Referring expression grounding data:
[Start of section]

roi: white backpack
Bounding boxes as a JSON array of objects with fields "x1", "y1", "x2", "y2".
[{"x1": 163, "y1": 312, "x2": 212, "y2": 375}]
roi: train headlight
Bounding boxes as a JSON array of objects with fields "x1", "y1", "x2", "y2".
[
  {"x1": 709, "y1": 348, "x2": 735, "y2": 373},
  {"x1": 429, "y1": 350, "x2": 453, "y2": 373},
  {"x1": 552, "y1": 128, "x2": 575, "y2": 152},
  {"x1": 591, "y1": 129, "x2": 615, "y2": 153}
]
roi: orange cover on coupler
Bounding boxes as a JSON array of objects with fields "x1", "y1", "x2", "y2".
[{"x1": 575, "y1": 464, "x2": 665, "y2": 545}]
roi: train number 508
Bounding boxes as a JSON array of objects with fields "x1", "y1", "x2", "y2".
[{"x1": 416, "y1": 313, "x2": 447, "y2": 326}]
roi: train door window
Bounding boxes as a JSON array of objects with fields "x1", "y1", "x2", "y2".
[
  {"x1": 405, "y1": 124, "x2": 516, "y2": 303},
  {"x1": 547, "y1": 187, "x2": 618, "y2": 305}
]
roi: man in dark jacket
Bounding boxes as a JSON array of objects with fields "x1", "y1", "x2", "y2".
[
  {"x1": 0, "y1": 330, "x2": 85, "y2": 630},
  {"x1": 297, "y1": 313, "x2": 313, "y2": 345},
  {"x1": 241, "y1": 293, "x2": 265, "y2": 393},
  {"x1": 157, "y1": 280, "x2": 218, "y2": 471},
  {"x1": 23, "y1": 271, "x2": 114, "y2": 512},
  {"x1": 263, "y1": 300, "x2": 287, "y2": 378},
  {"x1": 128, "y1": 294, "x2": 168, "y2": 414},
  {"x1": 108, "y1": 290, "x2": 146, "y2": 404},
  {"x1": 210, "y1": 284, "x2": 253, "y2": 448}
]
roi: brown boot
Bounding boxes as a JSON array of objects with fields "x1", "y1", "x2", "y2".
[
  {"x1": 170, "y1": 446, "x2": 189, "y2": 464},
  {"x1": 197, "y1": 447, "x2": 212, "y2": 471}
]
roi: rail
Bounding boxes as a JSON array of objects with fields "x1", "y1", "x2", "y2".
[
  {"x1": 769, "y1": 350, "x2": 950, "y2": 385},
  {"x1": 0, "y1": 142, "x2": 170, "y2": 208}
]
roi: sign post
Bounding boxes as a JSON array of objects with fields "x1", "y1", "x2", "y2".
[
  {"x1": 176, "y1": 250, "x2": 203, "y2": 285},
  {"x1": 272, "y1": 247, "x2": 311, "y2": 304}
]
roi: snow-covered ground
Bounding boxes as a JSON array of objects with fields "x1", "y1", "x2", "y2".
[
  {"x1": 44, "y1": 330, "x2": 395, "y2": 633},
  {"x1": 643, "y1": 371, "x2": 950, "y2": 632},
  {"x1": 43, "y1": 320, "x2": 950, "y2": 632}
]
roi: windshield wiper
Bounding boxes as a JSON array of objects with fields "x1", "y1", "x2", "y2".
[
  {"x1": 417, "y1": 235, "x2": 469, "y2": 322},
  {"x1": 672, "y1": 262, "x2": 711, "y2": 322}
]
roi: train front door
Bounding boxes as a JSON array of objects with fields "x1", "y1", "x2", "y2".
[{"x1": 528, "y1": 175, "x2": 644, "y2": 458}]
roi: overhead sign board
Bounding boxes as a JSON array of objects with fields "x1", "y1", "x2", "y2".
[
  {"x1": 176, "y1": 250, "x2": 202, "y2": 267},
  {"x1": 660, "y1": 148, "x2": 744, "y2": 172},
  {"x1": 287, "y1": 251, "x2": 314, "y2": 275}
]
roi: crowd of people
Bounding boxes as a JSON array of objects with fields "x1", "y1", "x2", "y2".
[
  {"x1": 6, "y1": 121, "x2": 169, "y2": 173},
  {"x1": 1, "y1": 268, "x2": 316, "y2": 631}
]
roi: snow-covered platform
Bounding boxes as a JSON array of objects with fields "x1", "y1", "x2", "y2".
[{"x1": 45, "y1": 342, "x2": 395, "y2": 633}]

[End of section]

__REQUIRED WORK__: What you give back must match the records word for word.

__TASK OUTPUT__:
roi: white backpack
Bounding boxes as a JSON array of objects with fields "x1", "y1", "x2", "y2".
[{"x1": 163, "y1": 312, "x2": 212, "y2": 375}]
roi: train headlight
Bounding boxes as a JSON array of objects with fields "x1", "y1", "x2", "y2".
[
  {"x1": 709, "y1": 348, "x2": 735, "y2": 373},
  {"x1": 429, "y1": 350, "x2": 453, "y2": 373},
  {"x1": 552, "y1": 128, "x2": 575, "y2": 152},
  {"x1": 591, "y1": 129, "x2": 615, "y2": 153}
]
roi: orange cover on coupler
Bounding boxes as a JSON array of objects with fields "x1", "y1", "x2", "y2".
[{"x1": 575, "y1": 464, "x2": 665, "y2": 545}]
roi: train number 508
Bounding boxes as a JSON array of objects with fields "x1", "y1", "x2", "y2".
[{"x1": 416, "y1": 313, "x2": 447, "y2": 326}]
roi: train door window
Bounding boxes as a JSON array of objects with fields "x1", "y1", "x2", "y2".
[
  {"x1": 405, "y1": 124, "x2": 516, "y2": 303},
  {"x1": 547, "y1": 187, "x2": 618, "y2": 305}
]
roi: man in dark jacket
Bounding boxes as a JSON array of objects with fields "x1", "y1", "x2", "y2".
[
  {"x1": 0, "y1": 330, "x2": 85, "y2": 630},
  {"x1": 297, "y1": 313, "x2": 313, "y2": 345},
  {"x1": 241, "y1": 293, "x2": 265, "y2": 393},
  {"x1": 157, "y1": 280, "x2": 218, "y2": 471},
  {"x1": 23, "y1": 271, "x2": 114, "y2": 512},
  {"x1": 263, "y1": 300, "x2": 287, "y2": 378},
  {"x1": 128, "y1": 294, "x2": 168, "y2": 414},
  {"x1": 108, "y1": 290, "x2": 146, "y2": 404},
  {"x1": 210, "y1": 284, "x2": 253, "y2": 448}
]
roi: brown boot
Bounding boxes as a JSON array of objects with fields "x1", "y1", "x2", "y2".
[
  {"x1": 170, "y1": 446, "x2": 189, "y2": 464},
  {"x1": 197, "y1": 447, "x2": 212, "y2": 471}
]
roi: rail
Bounding boxes as a JSON array of objects with fields "x1", "y1", "x2", "y2".
[
  {"x1": 769, "y1": 350, "x2": 950, "y2": 385},
  {"x1": 0, "y1": 142, "x2": 170, "y2": 208}
]
roi: sign post
Bounding boxes as a JSON array of objects with fields "x1", "y1", "x2", "y2".
[
  {"x1": 176, "y1": 250, "x2": 203, "y2": 285},
  {"x1": 272, "y1": 247, "x2": 311, "y2": 304}
]
roi: snow-covered ground
Bounding boxes as a JSON array of objects with fields "x1", "y1", "x2", "y2".
[
  {"x1": 44, "y1": 330, "x2": 395, "y2": 633},
  {"x1": 643, "y1": 371, "x2": 950, "y2": 632},
  {"x1": 43, "y1": 320, "x2": 950, "y2": 632}
]
roi: windshield wiper
Bounding boxes as a JSON array of objects with fields "x1", "y1", "x2", "y2".
[
  {"x1": 417, "y1": 235, "x2": 469, "y2": 322},
  {"x1": 672, "y1": 262, "x2": 711, "y2": 322}
]
roi: train front door
Bounding boxes as a JSON array of objects with fields "x1", "y1", "x2", "y2".
[{"x1": 528, "y1": 175, "x2": 644, "y2": 458}]
roi: overhead sign board
Bounding boxes as a JSON array of objects with fields "x1", "y1", "x2", "y2".
[
  {"x1": 176, "y1": 250, "x2": 202, "y2": 267},
  {"x1": 660, "y1": 148, "x2": 744, "y2": 172},
  {"x1": 287, "y1": 251, "x2": 314, "y2": 275}
]
roi: crowd of people
Bounding boxes as a JSON array of objects with fields "x1", "y1", "x2", "y2".
[
  {"x1": 6, "y1": 121, "x2": 169, "y2": 173},
  {"x1": 1, "y1": 268, "x2": 316, "y2": 631}
]
roi: snow-covered platform
Bounding boxes as a JSON array of objects with fields "x1", "y1", "x2", "y2".
[{"x1": 45, "y1": 342, "x2": 395, "y2": 633}]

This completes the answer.